[Entries from a collection]
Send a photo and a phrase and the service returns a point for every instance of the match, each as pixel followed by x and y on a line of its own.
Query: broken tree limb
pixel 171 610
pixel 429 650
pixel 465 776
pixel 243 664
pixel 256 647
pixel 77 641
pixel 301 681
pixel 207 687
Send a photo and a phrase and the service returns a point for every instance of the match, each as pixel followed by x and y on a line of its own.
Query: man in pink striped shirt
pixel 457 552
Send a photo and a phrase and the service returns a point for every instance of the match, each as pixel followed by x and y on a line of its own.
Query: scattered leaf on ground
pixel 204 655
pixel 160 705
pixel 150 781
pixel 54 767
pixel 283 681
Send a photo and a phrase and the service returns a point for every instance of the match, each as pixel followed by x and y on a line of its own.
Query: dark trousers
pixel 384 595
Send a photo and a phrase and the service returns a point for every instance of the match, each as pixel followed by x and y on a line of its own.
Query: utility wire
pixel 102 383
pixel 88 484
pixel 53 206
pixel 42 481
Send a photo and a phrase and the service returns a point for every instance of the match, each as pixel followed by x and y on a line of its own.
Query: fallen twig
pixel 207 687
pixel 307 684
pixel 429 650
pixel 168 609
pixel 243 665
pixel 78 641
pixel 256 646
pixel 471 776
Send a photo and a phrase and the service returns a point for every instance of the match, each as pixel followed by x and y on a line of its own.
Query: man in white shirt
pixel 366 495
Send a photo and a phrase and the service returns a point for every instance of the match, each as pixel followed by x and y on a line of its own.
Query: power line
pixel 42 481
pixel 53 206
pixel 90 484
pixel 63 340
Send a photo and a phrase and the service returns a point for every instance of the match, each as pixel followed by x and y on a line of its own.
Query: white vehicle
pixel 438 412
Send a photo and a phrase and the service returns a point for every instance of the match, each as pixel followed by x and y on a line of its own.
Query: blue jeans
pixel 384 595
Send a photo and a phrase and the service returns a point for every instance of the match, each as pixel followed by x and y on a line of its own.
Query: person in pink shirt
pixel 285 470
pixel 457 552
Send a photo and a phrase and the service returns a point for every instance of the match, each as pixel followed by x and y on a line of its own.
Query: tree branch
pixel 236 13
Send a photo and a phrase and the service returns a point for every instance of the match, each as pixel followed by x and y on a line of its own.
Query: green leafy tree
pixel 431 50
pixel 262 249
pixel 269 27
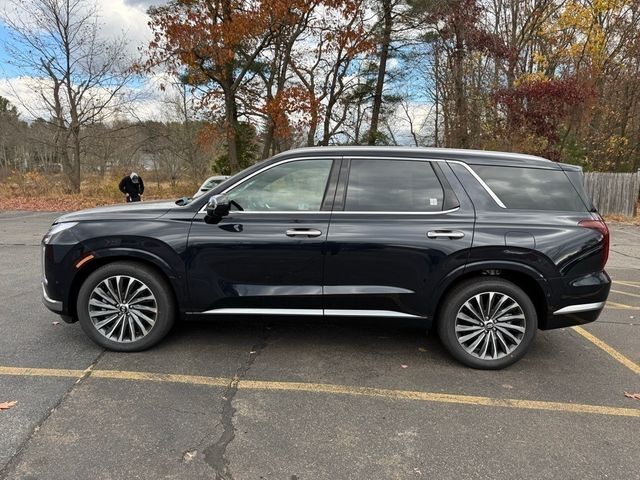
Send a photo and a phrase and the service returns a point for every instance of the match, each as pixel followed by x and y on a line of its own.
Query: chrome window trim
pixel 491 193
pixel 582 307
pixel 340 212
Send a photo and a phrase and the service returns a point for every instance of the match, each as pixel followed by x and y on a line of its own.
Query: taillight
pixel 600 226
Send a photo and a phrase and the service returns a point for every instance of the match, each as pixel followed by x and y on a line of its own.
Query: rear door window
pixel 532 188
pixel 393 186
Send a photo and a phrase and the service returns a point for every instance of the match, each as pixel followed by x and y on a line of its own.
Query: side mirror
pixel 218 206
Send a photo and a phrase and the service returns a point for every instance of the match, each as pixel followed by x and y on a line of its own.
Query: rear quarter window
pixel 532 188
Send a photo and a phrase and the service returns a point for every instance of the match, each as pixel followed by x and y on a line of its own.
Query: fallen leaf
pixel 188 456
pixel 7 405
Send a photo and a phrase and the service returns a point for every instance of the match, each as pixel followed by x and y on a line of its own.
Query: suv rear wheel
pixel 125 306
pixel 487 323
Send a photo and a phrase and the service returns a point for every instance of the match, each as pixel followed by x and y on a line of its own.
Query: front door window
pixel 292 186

--

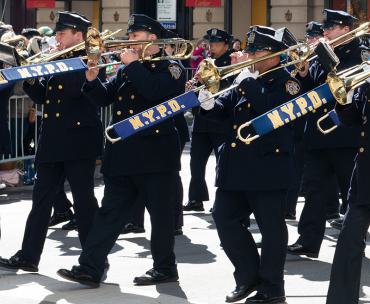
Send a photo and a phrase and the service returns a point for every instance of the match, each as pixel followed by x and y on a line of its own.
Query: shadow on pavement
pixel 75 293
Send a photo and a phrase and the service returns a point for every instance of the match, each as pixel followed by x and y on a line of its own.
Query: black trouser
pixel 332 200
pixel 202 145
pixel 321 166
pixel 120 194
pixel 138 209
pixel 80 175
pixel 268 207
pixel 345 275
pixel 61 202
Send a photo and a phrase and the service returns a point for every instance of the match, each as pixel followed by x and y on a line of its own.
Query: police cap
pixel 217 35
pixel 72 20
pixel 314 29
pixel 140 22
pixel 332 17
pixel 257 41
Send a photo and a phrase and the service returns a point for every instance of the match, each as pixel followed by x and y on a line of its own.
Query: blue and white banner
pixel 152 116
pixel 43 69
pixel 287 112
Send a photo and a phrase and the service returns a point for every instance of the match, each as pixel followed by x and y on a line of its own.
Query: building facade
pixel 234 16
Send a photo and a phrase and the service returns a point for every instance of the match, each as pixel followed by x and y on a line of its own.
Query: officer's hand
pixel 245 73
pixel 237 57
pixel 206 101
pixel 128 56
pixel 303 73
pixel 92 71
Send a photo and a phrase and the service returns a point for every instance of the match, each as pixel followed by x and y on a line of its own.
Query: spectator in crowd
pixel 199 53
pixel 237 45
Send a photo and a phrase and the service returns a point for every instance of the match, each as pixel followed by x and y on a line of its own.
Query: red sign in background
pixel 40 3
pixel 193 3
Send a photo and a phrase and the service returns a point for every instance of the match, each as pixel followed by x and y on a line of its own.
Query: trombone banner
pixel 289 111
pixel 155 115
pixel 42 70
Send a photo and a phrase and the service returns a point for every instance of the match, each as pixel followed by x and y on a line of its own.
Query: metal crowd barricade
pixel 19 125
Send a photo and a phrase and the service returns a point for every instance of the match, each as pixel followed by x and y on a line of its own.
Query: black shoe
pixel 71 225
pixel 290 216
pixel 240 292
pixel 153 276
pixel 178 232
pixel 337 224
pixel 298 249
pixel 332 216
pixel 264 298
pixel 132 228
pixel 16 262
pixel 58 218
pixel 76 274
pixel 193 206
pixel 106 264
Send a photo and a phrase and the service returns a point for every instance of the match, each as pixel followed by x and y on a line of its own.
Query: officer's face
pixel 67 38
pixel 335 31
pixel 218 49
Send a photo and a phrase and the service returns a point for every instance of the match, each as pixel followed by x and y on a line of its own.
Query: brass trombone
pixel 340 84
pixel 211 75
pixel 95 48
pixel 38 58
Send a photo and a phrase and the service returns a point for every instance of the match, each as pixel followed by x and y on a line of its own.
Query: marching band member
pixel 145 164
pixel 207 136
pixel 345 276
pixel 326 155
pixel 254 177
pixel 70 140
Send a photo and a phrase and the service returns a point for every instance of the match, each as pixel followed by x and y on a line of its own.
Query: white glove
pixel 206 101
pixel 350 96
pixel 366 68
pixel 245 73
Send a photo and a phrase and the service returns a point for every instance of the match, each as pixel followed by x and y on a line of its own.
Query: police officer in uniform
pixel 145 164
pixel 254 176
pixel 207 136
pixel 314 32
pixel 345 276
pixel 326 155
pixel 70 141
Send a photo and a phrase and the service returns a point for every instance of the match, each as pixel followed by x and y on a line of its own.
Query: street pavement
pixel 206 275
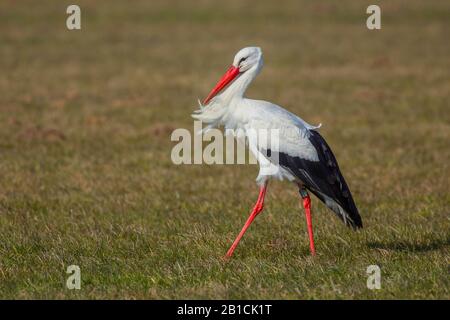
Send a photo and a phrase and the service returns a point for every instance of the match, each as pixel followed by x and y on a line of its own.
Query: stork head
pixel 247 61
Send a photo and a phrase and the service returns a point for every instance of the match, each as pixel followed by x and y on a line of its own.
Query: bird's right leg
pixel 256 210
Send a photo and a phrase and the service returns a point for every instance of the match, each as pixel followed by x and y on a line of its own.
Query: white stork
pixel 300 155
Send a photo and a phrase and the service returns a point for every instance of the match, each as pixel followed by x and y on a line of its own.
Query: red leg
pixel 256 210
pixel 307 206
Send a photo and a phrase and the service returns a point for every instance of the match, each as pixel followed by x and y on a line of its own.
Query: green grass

- **WHAT THE EXERCISE ASKS**:
Count the lines in the records above that contain the word "blue", treating uppercase and lowercase as different. Give only the number.

- **TASK SOLUTION**:
2